- [DOCUMENT SEGMENT]
== Segment start ==

The Patient Protection and Affordable Care Act (ACA) passed in March 2010 is aimed at increasing access to health care for the 47 million people who were without health coverage and increasing healthcare quality and cost-effectiveness. 16 million of these people will be covered by ending the practice of insurance companies to place lifetime limits on coverage, will prohibit denial of coverage for preexisting conditions, will allow dependent children up to 26 to stay on parents’ policies and will provide financial assistance to income-eligible individuals and small businesses. The “individual mandate” is one of the most contentious provisions of the law which requires that most U.S. citizens and legal residents have health coverage by 2014 or face penalties.
The quality of care is expected to improve through removal of payment incentives for volume of services to a greater emphasis on value of services, health outcomes and fewer hospitalizations. “The goal is to provide the right patient the right care at the right time in the right place and at the right place.” The ACA expects to make preventive services and screening more accessible so that serious medical conditions may be discovered earlier and then be less costly to care for. Title 3 will require interdisciplinary teamwork focusing on transparency for better safety and quality, reduction of medical errors, preventable admissions and readmissions and healthcare –associated infections through benchmarking progress with special attention to those with chronic conditions and health disparities.
Nurses must be skilled users of health information technology to track how their work leads to quality outcomes and cost efficiencies. This has been at the core of nursing since “Florence Nightingale, during the Crimean War invented the polar-area diagram and pioneered the use of statistics and hospital reporting to improve nursing care.” The American Nurses Association developed the National Database of Nursing Quality indicators collects and evaluates unit-specific nurse-sensitive data from U.S. hospitals.
ACA has reauthorized and modernized Title 8 of the Public Health Service Act to Provide Advanced Nursing Education Grants, reauthorizes forgiveness of loan repayment and scholarship for three years of service in underserved locations and facilities, reauthorized loan programs to support the education of master’s and doctorally prepared nurses in exchange for teaching in accredited schools of nursing. The Nursing student loan program increases the total loan amount from $13,000 to $17,000 as well as expanding several other grant programs that expand the career ladder.
The provisions of ACA will be phased in over the next few years with “nurses participation in the law’s implementation being crucial for nurses to play a leadership role in improving healthcare and implementing healthcare reform.”

== Segment end ==

- [INFORMATION SHOWN]
== Segment start ==

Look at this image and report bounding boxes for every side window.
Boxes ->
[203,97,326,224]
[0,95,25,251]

== Segment end ==
== Segment start ==

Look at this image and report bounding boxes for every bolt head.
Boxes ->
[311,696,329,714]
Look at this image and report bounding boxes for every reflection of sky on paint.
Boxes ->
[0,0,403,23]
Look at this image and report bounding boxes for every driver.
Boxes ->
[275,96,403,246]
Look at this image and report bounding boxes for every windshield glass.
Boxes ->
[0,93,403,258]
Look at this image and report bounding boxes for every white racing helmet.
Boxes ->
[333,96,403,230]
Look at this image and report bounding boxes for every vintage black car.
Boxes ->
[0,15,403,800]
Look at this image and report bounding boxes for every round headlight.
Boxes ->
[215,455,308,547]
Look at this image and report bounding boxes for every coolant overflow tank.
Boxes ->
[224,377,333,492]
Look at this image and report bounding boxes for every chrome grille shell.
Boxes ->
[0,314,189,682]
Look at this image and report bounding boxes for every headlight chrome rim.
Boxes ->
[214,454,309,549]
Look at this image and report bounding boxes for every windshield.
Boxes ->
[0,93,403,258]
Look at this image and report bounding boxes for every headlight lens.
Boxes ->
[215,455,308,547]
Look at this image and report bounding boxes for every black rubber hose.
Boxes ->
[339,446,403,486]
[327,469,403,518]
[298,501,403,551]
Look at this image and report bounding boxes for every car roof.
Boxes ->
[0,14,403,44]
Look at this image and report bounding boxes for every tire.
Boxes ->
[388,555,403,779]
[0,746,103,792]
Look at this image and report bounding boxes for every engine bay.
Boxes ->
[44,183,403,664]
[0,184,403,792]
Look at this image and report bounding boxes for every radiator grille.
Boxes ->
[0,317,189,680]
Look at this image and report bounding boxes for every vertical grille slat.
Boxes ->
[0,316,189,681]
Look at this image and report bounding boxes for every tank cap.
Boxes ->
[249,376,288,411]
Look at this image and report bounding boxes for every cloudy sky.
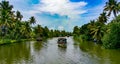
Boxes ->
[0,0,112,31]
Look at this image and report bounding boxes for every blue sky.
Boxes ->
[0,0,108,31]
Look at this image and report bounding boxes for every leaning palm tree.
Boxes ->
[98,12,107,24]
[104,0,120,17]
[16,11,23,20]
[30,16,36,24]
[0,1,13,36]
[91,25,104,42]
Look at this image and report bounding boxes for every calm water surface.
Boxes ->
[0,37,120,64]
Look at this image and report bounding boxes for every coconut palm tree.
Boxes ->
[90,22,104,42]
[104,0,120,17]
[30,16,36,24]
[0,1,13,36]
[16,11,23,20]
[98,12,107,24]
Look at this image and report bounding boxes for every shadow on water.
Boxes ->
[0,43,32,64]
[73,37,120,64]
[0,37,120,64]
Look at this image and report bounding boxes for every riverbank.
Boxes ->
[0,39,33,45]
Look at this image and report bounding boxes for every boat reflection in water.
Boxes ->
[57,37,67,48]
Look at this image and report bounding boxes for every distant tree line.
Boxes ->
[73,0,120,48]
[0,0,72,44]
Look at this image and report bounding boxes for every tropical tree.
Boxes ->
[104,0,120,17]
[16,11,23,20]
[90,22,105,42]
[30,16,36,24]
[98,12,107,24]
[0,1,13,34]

== Segment end ==

- [PROBLEM] In the text on the Affordable Care Act, to what amount does the Nursing student loan program raise the total loan, and from what amount? The two blocks of lines above aren't needed.

- [RESULT OF THE EXERCISE] It raises the total loan amount from $13,000 to $17,000.